-- Begin Text excerpt --

Punch, or the London Charivari, Volume 103, November 19, 1892 eBook

This eBook from the Gutenberg Project consists of approximately 39 pages of information about Punch, or the London Charivari, Volume 103, November 19, 1892.

Punch, or the London Charivari, Volume 103, November 19, 1892 eBook

This eBook from the Gutenberg Project consists of approximately 39 pages of information about Punch, or the London Charivari, Volume 103, November 19, 1892.

TO A MODEL YOUNG LADY.

[It is reported that it is a common custom in Paris, amongst ladies of position, to pay for their dresses by wearing them in public, and letting it be known from whom they obtained them.]

  My dear, I like your pretty dress,
    It suits your figure to a T.
  I’m free to own that I confess,
    It’s just the kind of dress for me. 
  Yet will you kindly tell me, dear,
    Not merely was the costume made for
  Yourself alone—­but is it clear
    And certain that your dress is paid for?

  Mistake me not.  I do not dread
    That you’ll think fit to run away
  And leave the bill unpaid.  Instead,
    I fear that you will never pay,
  Because no bill will ever come;
    And since when you decide to toddle
  Abroad, you’ll go amidst a hum
  Of praise for Madame’s lovely Model

  Oh! promise me that when I read
    My paper (as I often do),
  I shall not with remorseless speed
    See endless pars in praise of you,
  Or rather of the dress you wore,
    For though, maybe, no harm or hurt is meant,
  Remember, dearest, I implore,
    I won’t be fond of an advertisement!

-- End Text excerpt --
-- Begin Raw data --

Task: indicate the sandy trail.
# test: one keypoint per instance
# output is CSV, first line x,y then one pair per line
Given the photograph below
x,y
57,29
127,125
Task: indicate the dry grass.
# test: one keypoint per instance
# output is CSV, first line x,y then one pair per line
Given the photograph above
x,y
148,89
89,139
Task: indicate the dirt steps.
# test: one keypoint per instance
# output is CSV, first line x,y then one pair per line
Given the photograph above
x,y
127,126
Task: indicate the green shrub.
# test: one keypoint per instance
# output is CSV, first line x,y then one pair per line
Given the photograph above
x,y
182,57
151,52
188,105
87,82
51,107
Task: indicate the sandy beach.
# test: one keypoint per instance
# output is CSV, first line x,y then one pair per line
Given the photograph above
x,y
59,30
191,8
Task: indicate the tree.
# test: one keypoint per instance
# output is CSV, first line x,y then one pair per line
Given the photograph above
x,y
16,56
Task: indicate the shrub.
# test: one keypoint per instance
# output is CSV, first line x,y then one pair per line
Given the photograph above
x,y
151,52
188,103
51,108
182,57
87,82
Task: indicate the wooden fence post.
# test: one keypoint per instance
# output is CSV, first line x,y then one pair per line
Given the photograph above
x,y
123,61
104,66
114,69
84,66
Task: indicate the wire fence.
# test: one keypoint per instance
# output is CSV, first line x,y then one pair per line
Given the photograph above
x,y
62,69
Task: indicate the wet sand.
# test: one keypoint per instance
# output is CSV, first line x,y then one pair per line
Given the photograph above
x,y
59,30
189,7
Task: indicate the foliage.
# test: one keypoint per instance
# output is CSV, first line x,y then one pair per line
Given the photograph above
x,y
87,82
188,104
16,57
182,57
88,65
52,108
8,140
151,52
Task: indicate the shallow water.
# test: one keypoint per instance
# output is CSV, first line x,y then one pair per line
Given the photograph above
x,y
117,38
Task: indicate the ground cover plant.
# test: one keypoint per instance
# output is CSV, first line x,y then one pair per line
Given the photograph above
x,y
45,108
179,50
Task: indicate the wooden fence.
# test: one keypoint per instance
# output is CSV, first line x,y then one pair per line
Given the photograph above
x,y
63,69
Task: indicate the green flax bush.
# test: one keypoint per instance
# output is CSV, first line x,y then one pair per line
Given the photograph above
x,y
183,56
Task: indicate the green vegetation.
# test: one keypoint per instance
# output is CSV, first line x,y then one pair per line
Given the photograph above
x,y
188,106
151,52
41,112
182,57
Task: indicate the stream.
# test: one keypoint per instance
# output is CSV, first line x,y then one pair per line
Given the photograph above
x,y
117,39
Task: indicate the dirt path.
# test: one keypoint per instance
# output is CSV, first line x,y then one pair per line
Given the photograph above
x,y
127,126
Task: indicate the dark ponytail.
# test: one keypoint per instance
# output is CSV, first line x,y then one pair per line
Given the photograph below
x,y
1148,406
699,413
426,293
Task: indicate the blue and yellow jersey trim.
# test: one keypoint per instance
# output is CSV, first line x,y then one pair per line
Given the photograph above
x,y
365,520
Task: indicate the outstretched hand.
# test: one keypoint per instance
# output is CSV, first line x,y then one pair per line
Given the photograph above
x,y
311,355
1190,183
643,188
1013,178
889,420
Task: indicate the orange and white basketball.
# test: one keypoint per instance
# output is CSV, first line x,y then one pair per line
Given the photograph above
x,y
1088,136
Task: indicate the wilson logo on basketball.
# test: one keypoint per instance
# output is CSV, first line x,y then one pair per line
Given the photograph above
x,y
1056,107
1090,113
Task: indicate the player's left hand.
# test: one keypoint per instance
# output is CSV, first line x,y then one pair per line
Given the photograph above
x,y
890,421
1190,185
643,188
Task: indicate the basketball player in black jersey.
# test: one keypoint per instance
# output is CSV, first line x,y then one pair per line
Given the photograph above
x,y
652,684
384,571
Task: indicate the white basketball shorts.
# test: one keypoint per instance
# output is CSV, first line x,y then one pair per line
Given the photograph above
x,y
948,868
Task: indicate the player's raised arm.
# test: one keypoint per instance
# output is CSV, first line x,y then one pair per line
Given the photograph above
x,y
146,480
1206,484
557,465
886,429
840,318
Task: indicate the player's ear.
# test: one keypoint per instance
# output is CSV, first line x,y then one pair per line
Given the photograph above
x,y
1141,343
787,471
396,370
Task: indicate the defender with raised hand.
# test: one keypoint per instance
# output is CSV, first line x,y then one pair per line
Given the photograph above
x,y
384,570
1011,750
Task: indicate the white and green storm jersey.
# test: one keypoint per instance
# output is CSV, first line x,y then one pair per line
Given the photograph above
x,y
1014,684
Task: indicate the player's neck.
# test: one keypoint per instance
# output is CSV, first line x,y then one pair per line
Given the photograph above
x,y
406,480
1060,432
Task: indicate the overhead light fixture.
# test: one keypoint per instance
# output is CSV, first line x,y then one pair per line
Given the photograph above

-- End Raw data --

What to work on: Please repeat part of the Punch poem word for word, starting at the words "[It is reported" and stopping after "dress for me.".

Complete response:
[It is reported that it is a common custom in Paris, amongst ladies of position, to pay for their dresses by wearing them in public, and letting it be known from whom they obtained them.]

  My dear, I like your pretty dress,
    It suits your figure to a T.
  I’m free to own that I confess,
    It’s just the kind of dress for me.